* Fragmento proporcionado *

·····

Siempre es un placer especial volver a Edith Wharton. A la exquisitez y la agudeza con las que sobrevuela con tanta naturalidad las cerriles mentes que nos rodean y nos gobiernan y tratan de imponernos su moralidad caduca y asfixiante.
Y es que sobre moralidad caduca y asfixiante trata esta pequeña novela que se devora de una sentada. Sobre la maledicencia, ese trastorno psicológico tan extendido que consiste en encontrar un placer íntimo en señalar los defectos ajenos y hablar mal de los demás. Muchas personas, gracias al uso y abuso continuados de este placer, llegan a desarrollar una verdadera enfermedad que afecta profundamente a su manera de hilar pensamientos, de tal forma que la única conversación verdaderamente interesante, la única merecedora de durar y durar en las reuniones familiares, es la que deja en mal lugar a otras personas. Ah, qué infinito placer convertir a los demás en pequeñas caricaturas moldeables para que se adapten a nuestros prejuicios y queden siempre un escalón por debajo de nuestros méritos. Porque si los demás tienen faltas criticables y nosotros nos damos cuenta y las señalamos, también nos estamos diciendo a nosotros mismos y a los demás que somos mejores que ellos. Hablar mal de los demás es la forma indirecta y automática que tenemos de presumir sin llamar demasiado la atención.

·····

* Elementos de una fuente de datos *
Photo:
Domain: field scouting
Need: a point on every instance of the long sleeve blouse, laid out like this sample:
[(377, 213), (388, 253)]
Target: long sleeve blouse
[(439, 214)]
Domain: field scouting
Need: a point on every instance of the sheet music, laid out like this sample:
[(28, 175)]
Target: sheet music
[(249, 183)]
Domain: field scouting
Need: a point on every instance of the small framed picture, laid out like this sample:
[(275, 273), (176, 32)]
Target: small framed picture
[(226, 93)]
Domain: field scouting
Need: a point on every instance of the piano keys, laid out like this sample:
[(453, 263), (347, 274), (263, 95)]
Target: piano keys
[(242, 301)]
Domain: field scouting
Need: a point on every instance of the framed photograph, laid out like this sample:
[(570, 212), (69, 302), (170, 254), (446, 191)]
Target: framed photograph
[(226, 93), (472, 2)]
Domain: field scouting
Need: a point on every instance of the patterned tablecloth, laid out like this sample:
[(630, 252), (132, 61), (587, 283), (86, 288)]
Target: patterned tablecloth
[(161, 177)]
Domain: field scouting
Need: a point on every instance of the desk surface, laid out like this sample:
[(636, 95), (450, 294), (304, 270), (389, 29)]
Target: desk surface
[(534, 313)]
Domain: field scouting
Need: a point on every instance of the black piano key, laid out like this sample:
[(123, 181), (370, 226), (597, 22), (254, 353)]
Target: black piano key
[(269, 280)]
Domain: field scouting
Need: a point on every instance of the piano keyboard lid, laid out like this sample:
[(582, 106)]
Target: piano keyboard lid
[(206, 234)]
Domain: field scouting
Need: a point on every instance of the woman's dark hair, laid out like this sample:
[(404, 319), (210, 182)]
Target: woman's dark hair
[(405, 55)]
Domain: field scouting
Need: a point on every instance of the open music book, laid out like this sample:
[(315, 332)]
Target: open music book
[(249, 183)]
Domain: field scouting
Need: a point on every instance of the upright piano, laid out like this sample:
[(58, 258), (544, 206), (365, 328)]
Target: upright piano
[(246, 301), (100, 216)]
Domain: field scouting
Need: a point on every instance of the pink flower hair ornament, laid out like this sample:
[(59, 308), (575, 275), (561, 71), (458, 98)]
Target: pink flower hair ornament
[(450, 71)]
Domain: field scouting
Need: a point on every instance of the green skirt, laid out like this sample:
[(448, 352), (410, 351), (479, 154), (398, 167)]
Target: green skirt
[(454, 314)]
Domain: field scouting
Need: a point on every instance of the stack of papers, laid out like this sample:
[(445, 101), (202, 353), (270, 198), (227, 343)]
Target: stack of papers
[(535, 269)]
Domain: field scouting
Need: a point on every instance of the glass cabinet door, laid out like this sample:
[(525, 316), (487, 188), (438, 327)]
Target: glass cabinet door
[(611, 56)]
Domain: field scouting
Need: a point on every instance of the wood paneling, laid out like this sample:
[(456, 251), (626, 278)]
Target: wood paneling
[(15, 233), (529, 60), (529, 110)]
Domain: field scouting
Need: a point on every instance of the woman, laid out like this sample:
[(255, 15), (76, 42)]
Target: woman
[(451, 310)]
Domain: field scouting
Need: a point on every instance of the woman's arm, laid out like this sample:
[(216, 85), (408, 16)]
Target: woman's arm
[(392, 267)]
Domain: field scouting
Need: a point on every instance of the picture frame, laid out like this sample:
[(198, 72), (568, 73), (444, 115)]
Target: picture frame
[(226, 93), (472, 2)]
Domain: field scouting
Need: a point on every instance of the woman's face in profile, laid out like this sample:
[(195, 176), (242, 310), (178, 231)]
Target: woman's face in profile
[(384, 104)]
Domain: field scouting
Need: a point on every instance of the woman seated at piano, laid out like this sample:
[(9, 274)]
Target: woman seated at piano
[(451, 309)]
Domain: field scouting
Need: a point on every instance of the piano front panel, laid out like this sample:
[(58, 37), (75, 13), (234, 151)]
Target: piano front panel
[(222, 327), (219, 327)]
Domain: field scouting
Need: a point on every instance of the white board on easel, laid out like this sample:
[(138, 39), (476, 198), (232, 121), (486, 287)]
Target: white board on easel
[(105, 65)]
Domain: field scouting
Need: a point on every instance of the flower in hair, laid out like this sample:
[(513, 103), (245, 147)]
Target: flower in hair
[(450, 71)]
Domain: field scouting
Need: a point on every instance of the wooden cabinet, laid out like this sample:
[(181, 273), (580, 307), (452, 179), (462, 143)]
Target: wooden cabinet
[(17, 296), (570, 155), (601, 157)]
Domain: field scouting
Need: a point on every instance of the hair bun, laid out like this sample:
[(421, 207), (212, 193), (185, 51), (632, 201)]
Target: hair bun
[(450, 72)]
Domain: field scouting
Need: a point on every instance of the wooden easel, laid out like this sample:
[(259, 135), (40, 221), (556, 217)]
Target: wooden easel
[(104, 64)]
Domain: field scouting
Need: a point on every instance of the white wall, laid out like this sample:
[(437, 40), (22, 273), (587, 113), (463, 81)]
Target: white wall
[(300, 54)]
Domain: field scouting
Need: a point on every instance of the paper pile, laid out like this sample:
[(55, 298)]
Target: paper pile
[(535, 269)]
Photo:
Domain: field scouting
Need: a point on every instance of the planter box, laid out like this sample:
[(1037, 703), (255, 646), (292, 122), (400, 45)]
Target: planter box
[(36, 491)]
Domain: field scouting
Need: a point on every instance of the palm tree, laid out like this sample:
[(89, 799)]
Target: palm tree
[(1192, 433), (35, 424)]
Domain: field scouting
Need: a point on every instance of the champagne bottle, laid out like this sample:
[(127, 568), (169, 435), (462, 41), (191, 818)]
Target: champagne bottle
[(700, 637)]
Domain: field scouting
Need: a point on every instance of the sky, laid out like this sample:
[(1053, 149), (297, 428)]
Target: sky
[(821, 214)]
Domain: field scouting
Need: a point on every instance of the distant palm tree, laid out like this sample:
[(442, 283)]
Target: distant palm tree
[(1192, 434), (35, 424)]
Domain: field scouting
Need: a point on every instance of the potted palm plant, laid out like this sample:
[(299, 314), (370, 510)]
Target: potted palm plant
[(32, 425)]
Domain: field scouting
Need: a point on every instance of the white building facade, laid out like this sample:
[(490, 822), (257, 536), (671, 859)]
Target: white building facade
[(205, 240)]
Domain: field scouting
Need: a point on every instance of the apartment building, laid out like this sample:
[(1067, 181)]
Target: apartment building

·····

* Actividades por realizar *
A. Responde a partir del texto sobre Edith Wharton:
(i) ¿A qué autora dice el texto que siempre es un placer especial volver?
(ii) ¿En qué consiste la maledicencia, según el texto?
(iii) ¿Qué es hablar mal de los demás, según la última oración?
B. Enumera todo lo que, según el texto sobre Edith Wharton, hacen las cerriles mentes mencionadas en la primera sección.
C. Escribe la continuación del texto sobre Edith Wharton a partir de su última oración.

* Resultados del ejercicio *
A.
(i) A Edith Wharton.
(ii) En encontrar un placer íntimo en señalar los defectos ajenos y hablar mal de los demás.
(iii) La forma indirecta y automática que tenemos de presumir sin llamar demasiado la atención.

B.
Nos rodean.
Nos gobiernan.
Tratan de imponernos su moralidad caduca y asfixiante.

C.
El Nueva York de 1870, el «viejo Nueva York», era una sociedad regida por las apariencias. En un siglo y medio han cambiado mucho las costumbres, pero no el vicio de tratar de disciplinar a los demás a través de la crítica constante. Tanto entonces como ahora son multitud las personas que no quieren que el mundo cambie. Que vivirían felices en una burbuja estática. Con el tiempo detenido. Haciendo todos los días las mismas cosas, viviendo todos los días la misma vida. Personas cuya idea de la decencia vive encorsetada en una época que no saben que terminó hace mucho tiempo. Personas que se sienten amenazadas por la libertad y la alegría de los demás, pues pone en entredicho su vida basada en la renuncia a esa libertad y a esa alegría.
Esta es una novela elegante para leer en la esquina cálida y acogedora de un salón mientras fuera sopla el aire helado de año nuevo. Y soñar con una mujer que anhela su libertad por encima de la maledicencia de la sociedad que la señala. Una «mujer formidable», admirable y frágil. Un trasunto de la autora que conmueve y fascina por «la infinidad de la belleza y la variedad de sus ardides». Una heroína solitaria que en manos de Wharton se vuelve un personaje atemporal.